REQUIRED TASKS:
1/ Answer these questions from the passage on forecasting future ML systems, using only what it states:
(a) What name does the author give to using current ML systems as the reference class?
(b) What example is given for very efficient learning?
(c) In Bostrom's description, what does an AI asked to make paperclips do?
2/ Duplicate a stretch of the passage on forecasting future ML systems with no changes: begin at the words "The most obvious" and stop after "engines, software, programming)".
3/ Decide whether each statement agrees with the passage on forecasting future ML systems. Answer yes or no and quote the words from the passage that settle it.
(a) The author says anthropomorphic reasoning has a strong track record in ML.
(b) The optimization anchor treats ML systems as ideal optimizers.
(c) The author says it is known how rapidly the human-like capabilities will appear.

EXCERPTED TEXT:

I care about this because I think AI will have a huge impact on society, and I want to forecast what future systems will be like so that I can steer things to be better. To that end, I find More Is Different to be troubling and disorienting. I’m inclined to forecast the future by looking at existing trends and asking what will happen if they continue, but we should instead expect new qualitative behaviors to arise all the time that are not an extrapolation of previous trends.

Given this, how can we predict what future systems will look like? For this, I find it helpful to think in terms of “anchors”—reference classes that are broadly analogous to future ML systems, which we can then use to make predictions.

The most obvious reference class for future ML systems is current ML systems—I’ll call this the current ML anchor. I think this is indeed a pretty good starting point, but we’ve already seen that it fails to account for emergent capabilities.

What other anchors can we use? One intuitive approach would be to look for things that humans are good at but that current ML systems are bad at. This would include:

  • Mastery of external tools (e.g. calculators, search engines, software, programming)

  • Very efficient learning (e.g. reading a textbook once to learn a new subject)

  • Long-term planning (e.g. being able to successfully achieve goals over months)

Models sufficiently far in the future will presumably have these sorts of capabilities. While this still leaves unknowns—for instance, we don’t know how rapidly these capabilities will appear—it’s still a useful complement to the current ML anchor. I’ll call this the human anchor.

A problem with the human anchor is that it risks anthropomorphising ML by over-analogizing with human behavior. Anthropomorphic reasoning correctly gets a bad rap in ML, because it’s very intuitively persuasive but has a mixed at best track record. This isn’t a reason to abandon the human anchor, but it means we shouldn’t be entirely satisfied with it.

This brings us to a third anchor, the optimization anchor, which I associate with the “Philosophy” or thought experiment approach that I’ve described previously. Here the idea is to think of ML systems as ideal optimizers and ask what a perfect optimizer would do in a given scenario. This is where Nick Bostrom’s colorful description of a paperclip maximizer comes from, where an AI asked to make paperclips turns the entire planet into paperclip factories. To give some more prosaic examples:

  • The optimization anchor would correctly predict imitative deception (Lin et al., 2021), since a system optimized to produce high-probability outputs has no intrinsic reason to be truthful.

  • It also would observe that power-seeking is instrumentally useful for many different goals, and so predict that optimal policies (as well as sufficiently powerful neural networks) will tend to do so (Turner et al., 2021).

DATASET ENTRIES:
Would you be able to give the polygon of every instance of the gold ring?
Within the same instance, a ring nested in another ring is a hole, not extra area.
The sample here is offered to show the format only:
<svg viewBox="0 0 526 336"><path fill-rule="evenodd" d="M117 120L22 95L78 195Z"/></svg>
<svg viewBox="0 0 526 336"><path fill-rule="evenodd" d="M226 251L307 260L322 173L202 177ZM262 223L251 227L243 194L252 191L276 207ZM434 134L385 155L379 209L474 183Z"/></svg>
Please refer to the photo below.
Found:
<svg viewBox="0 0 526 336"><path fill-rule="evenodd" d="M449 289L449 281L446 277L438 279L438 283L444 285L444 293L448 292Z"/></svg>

PER-TASK OUTPUTS:
1/
(a) The current ML anchor.
(b) Reading a textbook once to learn a new subject.
(c) It turns the entire planet into paperclip factories.

2/
The most obvious reference class for future ML systems is current ML systems—I’ll call this the current ML anchor. I think this is indeed a pretty good starting point, but we’ve already seen that it fails to account for emergent capabilities.

What other anchors can we use? One intuitive approach would be to look for things that humans are good at but that current ML systems are bad at. This would include:

  • Mastery of external tools (e.g. calculators, search engines, software, programming)

3/
(a) No: "has a mixed at best track record"
(b) Yes: "think of ML systems as ideal optimizers"
(c) No: "we don’t know how rapidly these capabilities will appear"